- **Text under study**
Cauliflower, locally known as phool gobi, is one of the cruciferous vegetables. Belonging to the Brassicaceae family, this white coloured, flower vegetable is scientifically known as Brassica oleracea var. botrytis. The name cauliflower itself has roots in Latin, caulis referring to cabbage and floris pertaining to the word flower.
The white, usually edible, portion of cauliflower is known as curd. Although curd comes in a few other colours — including orange, purple and yellow, the flavour of this vegetable remains the same; a little on the sweeter side as compared to most other vegetables in the Brassica family.
Many also use the green stem for curries and soups. The curd is part of almost all continental food options. It can be baked, cooked, sautéed, fried, roasted, steamed and eaten even raw as snacks, or in soups and salads.
Generally, vegetables from the Brassica family are more heat tolerant compared to other winter season vegetables. This means the seeds of cauliflower can be sown as early as the end of the monsoon period. Gardeners from zone 9 and beyond, should opt for more heat tolerant varieties.
The phool gobi or cauliflower is a versatile vegetable that can be cooked in a variety of ways. Growing it requires patience but the results can be rewarding
For kitchen gardeners, seedlings can be grown by sowing a dozen or so seeds in a 4-by-4-inch-sized pot. The method is simple, fill 80 percent of the pot with potting mix or the gardening soil and sprinkle the seeds on the surface. Lightly cover it with a thin layer of any type of compost.
Depending upon the conditions, the seeds are likely to germinate within one to two weeks. After two to three true leaves sprout, the seedlings can then be dug and spooned out with help of a small spade, trowel or even a spoon, to be segregated in individual same-sized pots.
As the seedling grows into a sapling — which means it has five to six true leaves now — it should be shifted from this individual pot and transplanted into a bigger container, of at least 12-by-12-inch size, or into the ground occupying a space of a square foot.

- **Dataset section**
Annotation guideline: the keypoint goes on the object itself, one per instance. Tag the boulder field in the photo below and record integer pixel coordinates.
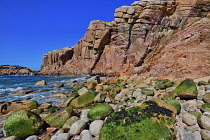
(150, 37)
(123, 108)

- **List of tasks**
- 1) Write out the passage of the cauliflower text between "Generally, vegetables from" and "heat tolerant varieties.", inclusive.
- 2) Using the cauliflower text, answer these:
(a) What is the scientific name of cauliflower?
(b) How soon are the seeds likely to germinate?
(c) What is the smallest container size given for transplanting a sapling?

- **Responses to the tasks**
- 1)
Generally, vegetables from the Brassica family are more heat tolerant compared to other winter season vegetables. This means the seeds of cauliflower can be sown as early as the end of the monsoon period. Gardeners from zone 9 and beyond, should opt for more heat tolerant varieties.

- 2)
(a) Brassica oleracea var. botrytis
(b) Within one to two weeks, depending on the conditions
(c) At least 12-by-12 inches